RECORD EXTRACTS Block Start

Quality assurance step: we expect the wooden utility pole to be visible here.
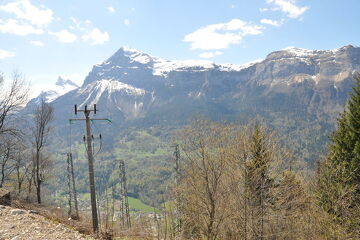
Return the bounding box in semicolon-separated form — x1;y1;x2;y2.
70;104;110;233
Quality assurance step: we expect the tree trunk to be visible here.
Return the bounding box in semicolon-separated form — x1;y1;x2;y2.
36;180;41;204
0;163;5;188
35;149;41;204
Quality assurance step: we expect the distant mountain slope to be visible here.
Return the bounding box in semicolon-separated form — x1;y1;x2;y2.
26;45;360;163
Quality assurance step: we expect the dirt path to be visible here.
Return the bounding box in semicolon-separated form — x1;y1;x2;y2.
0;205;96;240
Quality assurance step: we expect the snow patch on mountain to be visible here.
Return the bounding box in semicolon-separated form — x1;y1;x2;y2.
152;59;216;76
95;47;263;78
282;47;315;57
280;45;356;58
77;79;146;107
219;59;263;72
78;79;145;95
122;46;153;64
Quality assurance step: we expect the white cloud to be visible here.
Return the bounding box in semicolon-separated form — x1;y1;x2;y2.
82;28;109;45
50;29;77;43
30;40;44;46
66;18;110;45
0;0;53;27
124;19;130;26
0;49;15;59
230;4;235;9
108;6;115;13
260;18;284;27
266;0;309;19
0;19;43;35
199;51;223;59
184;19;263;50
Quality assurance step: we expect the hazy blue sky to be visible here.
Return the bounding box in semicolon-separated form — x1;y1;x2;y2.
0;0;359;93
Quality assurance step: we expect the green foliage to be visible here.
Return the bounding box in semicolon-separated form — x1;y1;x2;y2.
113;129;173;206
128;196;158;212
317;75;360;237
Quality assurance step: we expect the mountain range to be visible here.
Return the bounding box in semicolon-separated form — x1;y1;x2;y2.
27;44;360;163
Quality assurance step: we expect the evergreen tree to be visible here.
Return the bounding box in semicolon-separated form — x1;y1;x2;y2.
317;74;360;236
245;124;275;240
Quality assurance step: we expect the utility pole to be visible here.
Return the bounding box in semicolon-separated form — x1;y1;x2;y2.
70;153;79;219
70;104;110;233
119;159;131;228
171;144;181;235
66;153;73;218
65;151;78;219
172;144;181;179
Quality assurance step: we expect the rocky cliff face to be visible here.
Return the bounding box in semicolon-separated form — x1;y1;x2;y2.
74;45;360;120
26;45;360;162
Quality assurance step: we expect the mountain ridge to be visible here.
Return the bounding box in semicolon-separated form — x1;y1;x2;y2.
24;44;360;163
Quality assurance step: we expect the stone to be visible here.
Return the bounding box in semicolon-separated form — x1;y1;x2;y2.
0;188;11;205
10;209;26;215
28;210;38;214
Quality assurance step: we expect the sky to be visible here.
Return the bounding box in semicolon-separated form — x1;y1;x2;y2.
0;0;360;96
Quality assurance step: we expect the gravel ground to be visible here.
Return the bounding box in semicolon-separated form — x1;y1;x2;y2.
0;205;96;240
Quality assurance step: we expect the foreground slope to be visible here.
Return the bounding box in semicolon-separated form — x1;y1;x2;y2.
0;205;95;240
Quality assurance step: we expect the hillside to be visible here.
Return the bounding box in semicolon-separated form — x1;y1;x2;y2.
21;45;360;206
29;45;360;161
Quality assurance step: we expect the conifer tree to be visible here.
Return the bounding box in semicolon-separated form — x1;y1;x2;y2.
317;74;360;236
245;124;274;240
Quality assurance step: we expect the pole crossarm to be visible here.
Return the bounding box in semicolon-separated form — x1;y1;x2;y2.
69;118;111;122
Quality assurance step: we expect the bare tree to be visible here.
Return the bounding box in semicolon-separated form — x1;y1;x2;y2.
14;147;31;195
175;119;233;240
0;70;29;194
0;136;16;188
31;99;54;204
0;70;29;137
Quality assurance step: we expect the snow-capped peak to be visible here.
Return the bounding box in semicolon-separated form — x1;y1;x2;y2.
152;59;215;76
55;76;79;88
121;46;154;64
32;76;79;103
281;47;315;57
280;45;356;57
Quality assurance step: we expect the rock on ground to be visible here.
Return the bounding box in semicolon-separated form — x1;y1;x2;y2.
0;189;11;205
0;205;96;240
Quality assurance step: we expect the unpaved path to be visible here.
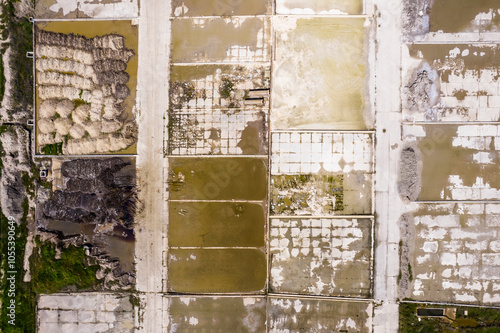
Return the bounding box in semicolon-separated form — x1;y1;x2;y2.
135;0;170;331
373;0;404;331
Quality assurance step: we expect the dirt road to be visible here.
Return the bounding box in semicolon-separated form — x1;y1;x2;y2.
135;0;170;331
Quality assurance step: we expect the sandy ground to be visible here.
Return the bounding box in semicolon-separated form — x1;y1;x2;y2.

RECORD EXTRACTS Block End

● TASK TO CARRY OUT
What you print must match the entries exactly, except that no pictures appear.

● RESULT OF THE EXERCISE
Quality assurance step: we expect the wooden utility pole to be visible here.
Return the bounding box in semicolon-separated form — x1;y1;x2;y2.
70;104;110;233
Quality assurance step: we expect the tree trunk to be visible here.
Return the bounding box in semicolon-separated form — x1;y1;x2;y2.
36;180;41;204
0;163;5;188
35;149;41;204
Quality assurance step: we expect the distant mountain slope to be visible here.
Return the bounding box in semicolon-separated form — x1;y1;x2;y2.
26;45;360;163
Quality assurance step: we expect the dirt path to be visible here.
Return the bounding box in semicolon-separated form — x1;y1;x2;y2.
0;205;96;240
Quality assurance step: we expect the snow patch on mountain to be visible here.
Return the bounding box in semicolon-separated form — x1;y1;x2;y2.
152;59;216;76
95;47;263;78
282;47;315;57
280;45;356;58
77;79;146;107
219;59;263;72
78;79;145;95
122;46;153;64
Quality assurance step: we expect the white cloud to be visible here.
Return the bounding box in semicolon-separated form — x1;y1;x2;y2.
82;28;109;45
50;29;77;43
30;40;44;46
66;18;110;45
0;0;53;27
124;19;130;26
0;49;15;59
230;4;235;9
108;6;115;13
260;18;284;27
266;0;309;19
0;19;43;35
199;51;223;59
184;19;263;50
Quality assurance step: we expect the hazy blue sky to be visible here.
Return the bounding box in semicolon-separated form — x1;y1;x2;y2.
0;0;359;93
Quality assurance step: we expect the green foliage to be visible here.
Return the bounding box in semicolon-separated form — x1;y1;x2;y2.
113;129;173;206
128;196;158;212
317;75;360;237
Quality assurance step: we expect the mountain range to be visible here.
Return the bounding box in semicolon-separated form — x1;y1;x2;y2.
27;44;360;163
Quality assurance step: we expect the evergreen tree to be visible here.
Return the bounding box in semicolon-separated form — x1;y1;x2;y2.
317;74;360;236
245;124;275;240
Quality assurance step: we expect the utility pole to be visible here.
Return the bounding box in semicolon-separated form — x1;y1;x2;y2.
70;153;79;219
70;104;110;233
119;159;131;228
171;144;181;235
66;153;73;218
65;151;78;219
172;144;181;179
Quality assurance step: we expect the rocky cliff face to be visible here.
Return the bounding box in semicolon-separated form — x1;y1;x2;y2.
74;45;360;120
26;45;360;162
Quality assurance step: we expect the mountain ridge to be visible here.
Return the bounding box in semicolon-separated form — x1;y1;x2;y2.
24;44;360;163
Quality assurance step: we expect the stone to be visible here.
Return the bounding box in semicolon-separated form — x1;y1;x2;y2.
0;188;11;205
10;209;26;215
28;210;38;214
Quality assurance step: we expect the sky to be visible here.
Return the bounding box in semicolon-separated form — x1;y1;x2;y2.
0;0;360;96
Quality assurance step: we expect the gravel ground to be visible here.
Return the bounding box in semicolon-separated form — x1;y1;x2;y2.
0;205;96;240
Quality assurance step: we expect the foreground slope to be visible here.
Return the bounding box in semicolon-separated form — x1;y1;x2;y2.
0;205;95;240
Quality assurance step: we expect the hillside to be visible here.
Return the bounding box in semicolon-separated form — x1;y1;x2;y2.
21;45;360;206
29;45;360;161
Quality assurance step: we expect the conifer tree to be visible here.
Return the bounding box in semicolon-separated form — x1;y1;x2;y2.
317;74;360;236
245;124;274;240
Quality assurance step: we expect the pole crossarm to be visible here.
Return the bounding box in semicolon-separated form — x1;y1;x2;y2.
69;118;111;122
Quality assurance step: we expect the bare tree to be visible here.
Return the bounding box in semicolon-separated form — x1;y1;x2;y2.
14;147;31;195
175;119;233;240
0;70;29;194
0;136;16;188
31;99;54;204
0;70;29;137
Quality assurance step: we expect the snow-capped peak to be visible here.
Return the bounding box in semicolon-separated form — x1;y1;x2;y2.
152;59;215;76
55;76;79;88
121;46;154;64
32;76;79;103
281;47;315;57
280;45;356;57
Quality assurance step: we expect the rock on ground to be visible here.
Return the bounding box in semicolon-separated form — x1;y1;x2;y2.
0;189;11;205
0;205;96;240
Quality assurance step: we expect the unpaved path to be visible here.
Return the bounding box in semicolon-separated form — x1;y1;x2;y2.
135;0;170;331
373;0;404;331
Quality assurance step: we expect the dirt road to be visible here.
Return the bounding box in semicolon-separated form — x1;y1;x2;y2.
135;0;170;331
Quality assurance step: we expect the sandy ground to be visible here.
Return the bounding box in semicolon-separated form — x1;y1;x2;y2.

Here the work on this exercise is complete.